— Task directions —
Please retype the records below exactly, omitting any images.

— Raw data —

▼

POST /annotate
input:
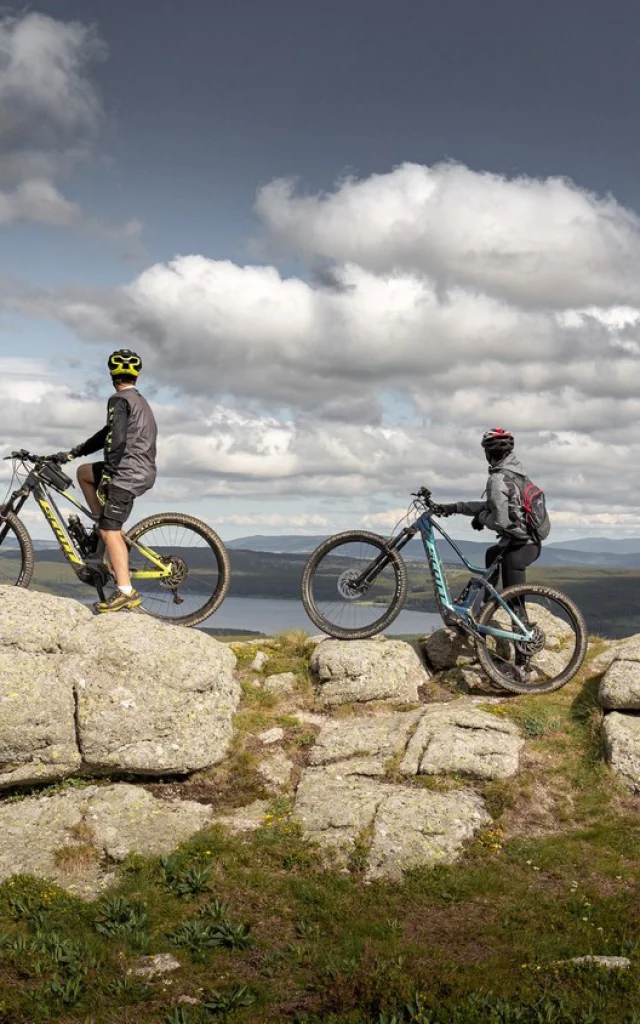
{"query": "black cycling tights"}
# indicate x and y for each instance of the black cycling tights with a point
(514, 564)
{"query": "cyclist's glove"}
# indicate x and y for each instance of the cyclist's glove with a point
(444, 510)
(102, 489)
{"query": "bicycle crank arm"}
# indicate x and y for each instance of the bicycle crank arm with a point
(162, 573)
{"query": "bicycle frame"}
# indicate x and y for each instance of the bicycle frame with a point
(40, 489)
(459, 610)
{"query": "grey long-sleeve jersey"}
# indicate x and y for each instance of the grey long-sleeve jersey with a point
(128, 440)
(501, 509)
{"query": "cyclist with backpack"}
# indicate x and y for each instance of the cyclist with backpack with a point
(128, 469)
(513, 507)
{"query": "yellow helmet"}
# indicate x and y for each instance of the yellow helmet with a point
(124, 363)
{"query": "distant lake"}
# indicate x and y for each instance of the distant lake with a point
(262, 614)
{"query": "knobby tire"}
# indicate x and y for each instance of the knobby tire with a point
(580, 631)
(214, 542)
(361, 633)
(28, 557)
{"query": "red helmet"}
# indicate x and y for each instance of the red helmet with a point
(498, 441)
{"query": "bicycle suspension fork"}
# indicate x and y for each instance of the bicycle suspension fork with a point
(395, 544)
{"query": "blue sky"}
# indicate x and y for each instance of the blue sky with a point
(459, 246)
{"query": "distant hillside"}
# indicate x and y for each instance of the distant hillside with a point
(602, 545)
(622, 554)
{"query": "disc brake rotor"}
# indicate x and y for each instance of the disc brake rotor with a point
(346, 585)
(532, 646)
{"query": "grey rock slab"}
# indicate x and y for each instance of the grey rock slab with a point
(36, 623)
(73, 837)
(151, 967)
(271, 735)
(152, 698)
(368, 670)
(363, 745)
(37, 719)
(415, 827)
(259, 660)
(620, 688)
(334, 810)
(410, 826)
(446, 649)
(456, 737)
(275, 771)
(609, 963)
(622, 745)
(310, 718)
(126, 818)
(282, 684)
(242, 819)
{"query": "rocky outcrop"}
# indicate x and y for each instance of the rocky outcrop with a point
(400, 827)
(107, 694)
(361, 671)
(620, 695)
(78, 836)
(622, 744)
(363, 745)
(152, 698)
(445, 649)
(620, 689)
(415, 827)
(38, 741)
(465, 740)
(282, 684)
(347, 795)
(275, 771)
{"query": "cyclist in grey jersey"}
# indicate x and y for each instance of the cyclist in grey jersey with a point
(501, 510)
(128, 469)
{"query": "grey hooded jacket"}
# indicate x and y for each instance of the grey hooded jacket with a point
(501, 510)
(128, 440)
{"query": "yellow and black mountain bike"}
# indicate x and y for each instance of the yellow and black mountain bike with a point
(178, 564)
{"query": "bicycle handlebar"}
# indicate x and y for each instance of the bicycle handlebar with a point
(424, 495)
(26, 456)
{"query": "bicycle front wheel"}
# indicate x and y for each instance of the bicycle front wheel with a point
(353, 586)
(554, 654)
(16, 552)
(200, 567)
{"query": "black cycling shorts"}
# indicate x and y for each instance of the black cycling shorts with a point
(119, 503)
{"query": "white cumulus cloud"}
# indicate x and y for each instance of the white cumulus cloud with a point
(50, 119)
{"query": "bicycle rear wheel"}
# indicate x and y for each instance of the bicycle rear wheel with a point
(337, 597)
(201, 571)
(16, 552)
(551, 658)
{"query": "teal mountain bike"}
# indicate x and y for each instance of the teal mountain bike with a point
(178, 564)
(528, 639)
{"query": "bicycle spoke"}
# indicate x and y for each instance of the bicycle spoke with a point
(196, 579)
(345, 593)
(554, 651)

▲

— Response to the task —
POST /annotate
input:
{"query": "black cycling tights"}
# indicate x and y for each instance of the black cycling tights with a point
(514, 564)
{"query": "cyclist's glove"}
# indicate x and y for each instance of the cyclist's glove with a point
(444, 510)
(102, 489)
{"query": "bicycle crank arm"}
# indicate x and y for each instance of the bicycle crank arm with a point
(162, 573)
{"query": "bicycle frame"}
# indicate x and y for each instance of the bicycle frame with a point
(40, 489)
(459, 610)
{"query": "grey long-sleeve jersey"}
# indicate x and y for each instance of the grey long-sleeve jersey with a point
(128, 440)
(501, 509)
{"query": "cyclist with backpack"}
# indicate x and y for each instance of the cyclist with backpack with a point
(128, 469)
(513, 507)
{"query": "yellow helmet"}
# indicate x and y for each instance of the yellow helmet with a point
(124, 363)
{"query": "distant lake"}
# indicate x and y for each instance of the distant lake with a point
(262, 614)
{"query": "knobby tire"}
# indicate x and y for each instance of the knobby tire with a point
(580, 631)
(214, 542)
(361, 633)
(28, 557)
{"query": "red helmet"}
# indicate x and y for each instance of the red helmet with a point
(498, 441)
{"query": "bicycle suspension fork"}
# indicate x and y for each instance of the bicycle suspension fork with a point
(395, 544)
{"query": "blue sky"}
# indicate x and y for each instance of the blue sky with a point
(459, 246)
{"query": "distant hillside"}
# indicate x and y for each instance of the distant hillside with a point
(602, 545)
(622, 554)
{"query": "disc brake rotor"}
# indicate x and y for each instance of the disc brake rotor with a point
(346, 585)
(532, 646)
{"query": "grey rock slab"}
# indicate x and y for each instance of the grey rock slab with a point
(36, 623)
(73, 837)
(151, 967)
(271, 735)
(152, 698)
(368, 670)
(363, 745)
(37, 719)
(415, 827)
(259, 660)
(620, 688)
(334, 810)
(410, 826)
(446, 649)
(456, 737)
(275, 771)
(609, 963)
(622, 745)
(310, 718)
(126, 818)
(282, 684)
(242, 819)
{"query": "rocky outcrop"}
# indicate x and y for each instance of the rocky outcrop with a point
(400, 827)
(107, 694)
(361, 671)
(620, 695)
(78, 836)
(622, 744)
(363, 745)
(152, 698)
(445, 649)
(620, 689)
(415, 827)
(38, 741)
(465, 740)
(282, 684)
(347, 795)
(275, 771)
{"query": "cyclist in grey jersey"}
# indicate x and y for each instance of the cyclist in grey jersey with a point
(501, 510)
(128, 469)
{"query": "grey hooded jacket"}
# indicate x and y for each instance of the grey hooded jacket with a point
(501, 510)
(128, 440)
{"query": "yellow and black mountain bike"}
# indicate x and y for each instance of the yellow and black mountain bike with a point
(178, 564)
{"query": "bicycle handlebar"}
# indicate x and y for each instance of the bicycle handlebar with a point
(424, 495)
(26, 456)
{"query": "bicycle front wheel"}
# indicate x and y for each instance of the bicycle front wheel with a point
(353, 586)
(554, 654)
(16, 552)
(200, 567)
{"query": "black cycling shorts"}
# indicate x and y for each instance of the black cycling shorts with a point
(119, 503)
{"query": "white cumulus cloud"}
# indicate x and y for each instance of the white cumulus cloud with a point
(50, 119)
{"query": "bicycle rear wheel"}
# indicate x and y for each instance of the bicycle rear wheel with a point
(337, 597)
(201, 571)
(16, 552)
(551, 658)
{"query": "teal mountain bike"}
# indicate x and y for each instance of the teal mountain bike with a point
(178, 564)
(528, 639)
{"query": "bicycle spoke"}
# indicate x and y for each instance of the bicycle spoke with a point
(196, 579)
(345, 593)
(554, 651)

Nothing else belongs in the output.